Retype the data, starting at its very beginning and ending at the line that contains "[[[238,115],[234,121],[234,124],[240,125],[240,115]]]", with both ends included. Omit the pictures from your answer.

◇ ◇ ◇

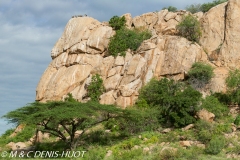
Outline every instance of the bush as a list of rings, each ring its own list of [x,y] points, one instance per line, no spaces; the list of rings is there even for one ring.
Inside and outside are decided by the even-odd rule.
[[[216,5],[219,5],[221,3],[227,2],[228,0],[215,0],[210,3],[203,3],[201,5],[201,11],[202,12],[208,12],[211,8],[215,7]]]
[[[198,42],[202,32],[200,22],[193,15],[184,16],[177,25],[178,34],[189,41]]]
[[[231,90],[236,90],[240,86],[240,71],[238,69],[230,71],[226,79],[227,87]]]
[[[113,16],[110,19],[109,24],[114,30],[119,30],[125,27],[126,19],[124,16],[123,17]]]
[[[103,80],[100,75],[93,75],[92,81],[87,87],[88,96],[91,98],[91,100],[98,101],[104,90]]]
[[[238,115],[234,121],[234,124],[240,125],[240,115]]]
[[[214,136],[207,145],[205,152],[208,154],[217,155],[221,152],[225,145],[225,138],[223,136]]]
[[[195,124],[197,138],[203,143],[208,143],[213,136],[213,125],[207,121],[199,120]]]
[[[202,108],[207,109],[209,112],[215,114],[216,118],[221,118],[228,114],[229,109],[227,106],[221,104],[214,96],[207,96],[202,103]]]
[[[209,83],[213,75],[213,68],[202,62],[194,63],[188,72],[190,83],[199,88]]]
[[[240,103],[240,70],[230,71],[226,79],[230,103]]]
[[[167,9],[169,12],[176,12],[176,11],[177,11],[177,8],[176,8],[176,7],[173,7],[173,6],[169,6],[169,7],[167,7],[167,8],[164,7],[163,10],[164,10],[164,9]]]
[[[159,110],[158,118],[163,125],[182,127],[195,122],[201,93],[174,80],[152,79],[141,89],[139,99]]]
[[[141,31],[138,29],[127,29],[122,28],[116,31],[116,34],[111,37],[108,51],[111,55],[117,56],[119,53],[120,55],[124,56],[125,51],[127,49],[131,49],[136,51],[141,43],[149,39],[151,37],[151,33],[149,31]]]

◇ ◇ ◇

## Output of the exercise
Outline every instance of the bush as a list of rings, each ring its own list of [x,y] points, one instance per line, no spaces; the list of rings is there even for one ring.
Inside and outside are decided by the even-odd rule.
[[[216,5],[219,5],[221,3],[227,2],[228,0],[215,0],[210,3],[203,3],[201,5],[201,11],[202,12],[208,12],[211,8],[215,7]]]
[[[198,42],[202,32],[200,22],[193,15],[184,16],[177,25],[178,34],[189,41]]]
[[[231,90],[236,90],[240,86],[240,71],[238,69],[230,71],[226,79],[227,87]]]
[[[113,16],[110,19],[109,24],[114,30],[119,30],[125,27],[126,19],[124,16],[123,17]]]
[[[103,80],[100,75],[93,75],[92,81],[87,87],[88,96],[91,98],[91,100],[98,101],[104,90]]]
[[[238,115],[234,121],[234,124],[240,125],[240,115]]]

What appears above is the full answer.